(Source records Opens)

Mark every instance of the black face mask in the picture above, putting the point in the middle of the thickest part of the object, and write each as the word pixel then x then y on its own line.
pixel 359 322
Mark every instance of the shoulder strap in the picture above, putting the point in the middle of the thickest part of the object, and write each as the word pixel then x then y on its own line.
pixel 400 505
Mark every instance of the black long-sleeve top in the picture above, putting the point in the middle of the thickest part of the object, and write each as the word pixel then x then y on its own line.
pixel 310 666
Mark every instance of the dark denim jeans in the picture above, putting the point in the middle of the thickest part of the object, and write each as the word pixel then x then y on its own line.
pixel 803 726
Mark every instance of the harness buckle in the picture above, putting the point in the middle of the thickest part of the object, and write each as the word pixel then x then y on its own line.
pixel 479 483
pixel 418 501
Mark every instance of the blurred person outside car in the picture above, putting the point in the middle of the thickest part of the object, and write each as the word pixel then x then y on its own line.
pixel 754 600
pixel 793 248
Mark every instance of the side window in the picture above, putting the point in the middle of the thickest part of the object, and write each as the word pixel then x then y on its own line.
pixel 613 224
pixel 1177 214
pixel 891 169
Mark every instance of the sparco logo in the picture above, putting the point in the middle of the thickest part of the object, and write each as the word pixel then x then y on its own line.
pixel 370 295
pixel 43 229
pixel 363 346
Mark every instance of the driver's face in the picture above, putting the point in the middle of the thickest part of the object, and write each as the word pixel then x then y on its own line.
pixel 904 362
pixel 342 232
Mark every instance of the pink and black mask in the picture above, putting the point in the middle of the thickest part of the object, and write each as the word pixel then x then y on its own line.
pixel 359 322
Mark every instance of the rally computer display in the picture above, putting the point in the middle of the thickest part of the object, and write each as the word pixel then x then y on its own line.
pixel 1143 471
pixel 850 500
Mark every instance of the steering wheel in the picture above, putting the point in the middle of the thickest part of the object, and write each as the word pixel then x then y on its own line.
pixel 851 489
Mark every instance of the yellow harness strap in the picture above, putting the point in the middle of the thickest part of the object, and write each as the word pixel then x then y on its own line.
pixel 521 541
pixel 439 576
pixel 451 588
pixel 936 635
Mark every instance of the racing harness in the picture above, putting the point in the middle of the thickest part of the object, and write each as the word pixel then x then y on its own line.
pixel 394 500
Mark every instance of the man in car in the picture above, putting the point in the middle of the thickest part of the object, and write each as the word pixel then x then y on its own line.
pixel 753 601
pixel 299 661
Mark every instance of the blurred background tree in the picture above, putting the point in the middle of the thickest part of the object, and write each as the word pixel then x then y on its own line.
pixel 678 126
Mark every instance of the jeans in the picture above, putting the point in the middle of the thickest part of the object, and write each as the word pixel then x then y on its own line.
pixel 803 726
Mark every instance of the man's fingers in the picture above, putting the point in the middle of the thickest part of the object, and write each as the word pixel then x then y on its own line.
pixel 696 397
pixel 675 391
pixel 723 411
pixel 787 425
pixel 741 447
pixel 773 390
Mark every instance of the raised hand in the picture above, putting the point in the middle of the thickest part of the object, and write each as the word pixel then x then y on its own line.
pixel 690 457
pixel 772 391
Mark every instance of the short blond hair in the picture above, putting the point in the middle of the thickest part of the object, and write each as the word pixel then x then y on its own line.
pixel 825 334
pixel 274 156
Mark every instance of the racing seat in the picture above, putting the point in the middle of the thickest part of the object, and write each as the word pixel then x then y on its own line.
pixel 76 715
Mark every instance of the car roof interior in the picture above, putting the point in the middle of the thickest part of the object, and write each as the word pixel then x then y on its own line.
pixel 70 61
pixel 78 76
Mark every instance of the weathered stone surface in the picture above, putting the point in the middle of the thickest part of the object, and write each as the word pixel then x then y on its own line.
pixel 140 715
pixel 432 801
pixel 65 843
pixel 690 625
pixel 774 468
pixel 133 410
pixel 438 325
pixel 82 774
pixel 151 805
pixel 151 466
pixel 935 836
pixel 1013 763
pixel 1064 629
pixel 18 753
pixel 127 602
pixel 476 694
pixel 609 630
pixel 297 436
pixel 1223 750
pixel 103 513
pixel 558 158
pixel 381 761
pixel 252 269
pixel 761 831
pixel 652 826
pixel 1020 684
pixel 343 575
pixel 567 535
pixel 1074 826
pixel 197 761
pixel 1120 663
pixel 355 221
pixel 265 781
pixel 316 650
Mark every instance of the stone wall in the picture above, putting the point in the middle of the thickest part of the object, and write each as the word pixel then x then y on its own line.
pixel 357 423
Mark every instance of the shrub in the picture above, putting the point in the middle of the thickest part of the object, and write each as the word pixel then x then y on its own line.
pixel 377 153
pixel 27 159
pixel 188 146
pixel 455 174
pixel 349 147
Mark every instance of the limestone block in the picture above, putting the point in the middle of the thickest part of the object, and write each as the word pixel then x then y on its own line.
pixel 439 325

(Source records Closes)

Activity: Would you set the entries down again, exactly as they were written?

Response to this exercise:
Mark every instance of the black face mask in the picture above, putting the point in the middle of the thickest part of the object, and write each as the word pixel then x then y on its own line.
pixel 359 322
Mark every instance of the shoulder strap in the picture above, putting the point in the middle of the thickest part of the object, and write each as the word pixel then x then y on its own line.
pixel 400 505
Mark every instance of the black long-sleeve top in the picture above, putting the point in the middle of the thickest part of the object, and write each as the word pixel then x then y on its own line.
pixel 310 666
Mark every instance of the dark denim jeans in the picture above, putting the point in the middle of the thickest part of the object, and write each as the word pixel then x then y on its own line.
pixel 803 726
Mark every instance of the harness buckle in the picture above, putting the point in the middle of the thickest part of the object, and write each as the word pixel then x then y on its own line.
pixel 479 483
pixel 418 501
Mark every instance of the blurred person outside car in the picture above, putting the point in the middle of the thickest part of the object, and write each as the word pixel then x then y on its own line.
pixel 754 600
pixel 793 248
Mark every instance of the side window in the picture above, putting the point in the middle of the thickest part of the object, and write each as the word pixel then x then y on its own line.
pixel 613 224
pixel 1177 214
pixel 891 169
Mark every instance of the sparco logo in the picture above, putting the point in the middle of the thickest part of the object, and write each as the word pixel then x then y on its own line.
pixel 370 295
pixel 43 229
pixel 363 346
Mark every instance of the driver's face in the picture above, putting the point in the middle of the thickest part of the object, and write each as the word pixel then x then y on its own line.
pixel 904 362
pixel 342 232
Mark every instance of the pink and black mask in the picture above, putting the point in the middle of the thickest part of the object, and write each as the word pixel then x then y on its own line.
pixel 359 322
Mark every instance of the rally computer display in the picture above, putting the point in the middle of the thickest part of the object, and write each as the word pixel then x then y on its own line.
pixel 1143 471
pixel 850 500
Mark every instance of the steering wheel in the picture above, putting the point in the middle of the thickest part of the object, and write each as the word pixel then x then y on its own line.
pixel 851 489
Mark every instance of the yellow harness strap in the picture above, putting the point in the middle of the thickest part of the object, and write each as the word pixel then x then y on its own line.
pixel 521 541
pixel 439 576
pixel 451 588
pixel 936 635
Mark every instance of the racing harness in the picture above, putting the point in the middle of the thickest part of the object, and write each as the word pixel then x then y on its own line.
pixel 394 500
Mark every instance of the man in car in the picture above, putting the point in the middle of the thickest part of the object, and write each as the word pixel then x then y on its own line.
pixel 753 601
pixel 299 661
Mark every instance of the blurred background tree in the picture above, putting the point in the middle of the thickest part of the object, and write each as the word pixel then x then y on its own line.
pixel 678 126
Mark every instance of the jeans in the picture above, putting the point in the middle of the thickest part of the object, and write each as the word pixel then x then y on its own line.
pixel 803 726
Mark every instance of the man's fingers in the picture above, putting the point in the middle of the thickest part of the object, and write each as the word pixel then x then y on its own line.
pixel 696 397
pixel 675 391
pixel 723 411
pixel 787 425
pixel 741 447
pixel 773 390
Mark every instance of the raised hand in the picture above, putting the point in the middle of the thickest part of the object, and write each as the word pixel then x then y on its own line.
pixel 690 457
pixel 772 391
Mark every instance of the short blond hair in the picture above, putting the point in the middle of the thickest part of the object, and write each as the word pixel then x then y on its own line.
pixel 825 334
pixel 274 156
Mark every instance of the racing seat in the picture above, putting the point in the middle of the thickest part of the object, and write each as the word pixel then x then y on its own line.
pixel 76 715
Mark every instance of the car roof interior in the picture above, putting the point in the middle of the thickest part of the object, and write each as the word pixel then x then y on its own line.
pixel 70 61
pixel 78 76
Mark every instance of the weathered stone surface in the picture above, putting the point in the middle of the thickest part of the object, and write each as the word pixel then x then y on its own line.
pixel 140 715
pixel 432 801
pixel 65 843
pixel 690 625
pixel 774 468
pixel 133 410
pixel 438 325
pixel 82 774
pixel 151 805
pixel 151 466
pixel 935 836
pixel 1013 763
pixel 1064 629
pixel 18 753
pixel 127 602
pixel 476 694
pixel 609 630
pixel 297 436
pixel 1223 750
pixel 103 513
pixel 558 158
pixel 381 761
pixel 252 269
pixel 761 831
pixel 652 826
pixel 1020 684
pixel 343 575
pixel 567 535
pixel 1074 826
pixel 197 761
pixel 1120 663
pixel 355 221
pixel 265 781
pixel 316 650
Mark every instance of the stone wall in the picture above, putting the point in the middle of the thickest part of the object, and write each as the word pixel then x then y on its own line.
pixel 357 423
Mark every instance of the shrub in the picture above, putting the point in the middle of the thickest part of the object, and write each as the word pixel then x then y on its own line.
pixel 377 153
pixel 27 159
pixel 188 146
pixel 455 174
pixel 349 147
Mark every instance of the limestone block in the picture above, putting the point in the middle of the thickest part of the object, and write each as the word pixel then x then y on its own line.
pixel 439 325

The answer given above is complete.